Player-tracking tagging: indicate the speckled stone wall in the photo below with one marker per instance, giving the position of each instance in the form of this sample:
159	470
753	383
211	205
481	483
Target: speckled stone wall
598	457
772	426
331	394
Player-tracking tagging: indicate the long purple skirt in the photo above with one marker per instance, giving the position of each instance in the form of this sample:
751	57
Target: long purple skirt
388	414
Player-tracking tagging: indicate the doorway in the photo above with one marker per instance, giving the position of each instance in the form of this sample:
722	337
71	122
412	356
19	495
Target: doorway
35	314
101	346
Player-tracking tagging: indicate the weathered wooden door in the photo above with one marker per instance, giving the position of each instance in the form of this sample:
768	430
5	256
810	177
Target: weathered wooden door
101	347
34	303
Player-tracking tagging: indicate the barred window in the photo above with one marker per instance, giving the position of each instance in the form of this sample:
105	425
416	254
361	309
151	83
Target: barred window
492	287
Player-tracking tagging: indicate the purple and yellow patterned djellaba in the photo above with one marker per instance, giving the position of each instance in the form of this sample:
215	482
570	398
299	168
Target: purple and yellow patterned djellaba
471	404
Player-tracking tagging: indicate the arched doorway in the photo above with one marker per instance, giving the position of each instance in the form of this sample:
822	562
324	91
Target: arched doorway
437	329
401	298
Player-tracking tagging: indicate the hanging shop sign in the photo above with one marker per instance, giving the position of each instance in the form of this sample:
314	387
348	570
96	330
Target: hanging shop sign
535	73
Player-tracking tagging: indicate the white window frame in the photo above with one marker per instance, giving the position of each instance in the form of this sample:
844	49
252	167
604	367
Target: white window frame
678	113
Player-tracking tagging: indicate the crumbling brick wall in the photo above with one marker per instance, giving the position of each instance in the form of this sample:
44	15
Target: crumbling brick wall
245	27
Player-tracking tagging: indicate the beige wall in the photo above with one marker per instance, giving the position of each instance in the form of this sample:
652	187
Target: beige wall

★ ★ ★ ★ ★ ★ ★

#### Required action:
I need every line of the material that includes "form", so please copy them out.

#### Answer for this exercise:
Player-tracking tagging: indicate the speckled stone wall in the photo below with one marker per instance, giving the position of each instance in the form of this sample:
Player-tracking tagging: indicate the long purple skirt in the photo above with one marker per instance, giving the position of each instance in the form of this sample:
Player-tracking tagging: indicate the doorway in the photo above with one marker per instance, giving the position of each instance in the form of this sample:
Player-tracking tagging: indicate the weathered wooden door in the photo above with one marker per instance, giving the position of each instance in the form of this sample:
Player-tracking tagging: indicate the barred window in the photo above with one marker per instance, giving the position of each instance in the form of this sample:
Player-tracking tagging: indicate the purple and yellow patterned djellaba in the photo above with one marker per instance, giving the position of each instance in the form of this sample:
Player-tracking tagging: indicate the arched doorway in the photo above with one marker per instance, giving the position of each instance in the form of this sample:
Player-tracking tagging: indicate the hanging shop sign in the photo above with one marker per instance, giving the position of each instance in the form of this sample:
Player-tracking tagging: indicate the white window frame in the photo above with one marker per instance, giving the position of each instance in the form of this sample:
Player-tracking tagging: indicate the crumbling brick wall in the photo above with one marker per instance, giving the position of each instance in the form of this sample:
Player-tracking tagging: indicate the beige wall in the photo above with one marker per instance, giving the position of each instance in the form of this sample:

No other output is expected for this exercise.